- Born: 1931 Melbourne Victoria, Australia
- Died: 2022 (aged 90–91)
- Occupations: Television executive, film and television producer and director
- Known for: Head of the ABC drama department

= Christopher Muir =

Australian TV director and producer (1931–2022)

Christopher Muir (1931–2022) was an Australian director and producer, notable for his work in TV in the 1950s and 1960s. In the 1980s he was head of ABC Television drama.

==Biography==

Most of his early childhood was spent in France, but he returned to Melbourne on the outbreak of World War II. He joined the ABC in 1949 at the recommendation of his headmaster upon completing his schooling at Melbourne Grammar School. Initially working as a messenger boy, he soon became a general trainee, and by 1954 he was a radio announcer. In 1955 the ABC seconded him to Paris to study television. He returned to Melbourne for the inauguration of ABC television in 1956. The ensuing decade saw him become a pioneer of television drama and music productions, often screened live-to-air during prime time on the ABC.

In an interview about the ABC's live TV drama he said "We producers had a buzz around us wherever we went but we also faced a lot of criticism. I thought 60 percent of what we did was okay and 40 percent I thought was dreadful. I recall doing several one-act plays by Australians but nothing memorable. There was no firm commitment to local material and we felt it was fascinating for viewers to see things like Chekhov and some of the world's best drama."

Annette Andre said "he was very intelligent and more experienced. He wasn’t easy, but he could get a performance out of an actor."

He left in the early 70s to work in theatre, but soon returned. In 1982 he was appointed head of drama at the ABC. Uncomfortable with the politics of the role and changes taking place within the organisation, Muir left the ABC in 1987 after 38 years there.

==Personal life==
He was married to German-Australian actress and theatre director Elke Neidhardt, with whom he had a son, Fabian.

==Select credits==

- Seeing Stars (1957) (variety)

****************

## TASKS
1) According to the Christopher Muir biography, in what year did the ABC send Muir to Paris to study television?
2) Summarize the Christopher Muir biography in two sentences.
Rely solely on the Christopher Muir biography when responding.

## SUPPLIED INFORMATION

****************

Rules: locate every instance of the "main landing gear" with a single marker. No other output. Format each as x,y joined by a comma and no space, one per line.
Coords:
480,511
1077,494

****************

## SOLUTIONS BY TASK
1) 1955

2) Christopher Muir (1931–2022) was an Australian television director and producer who joined the ABC in 1949, was sent to Paris to study television, and became a pioneer of television drama and music productions after ABC television began in 1956. He was appointed head of drama at the ABC in 1982 and left the organization in 1987 after 38 years there.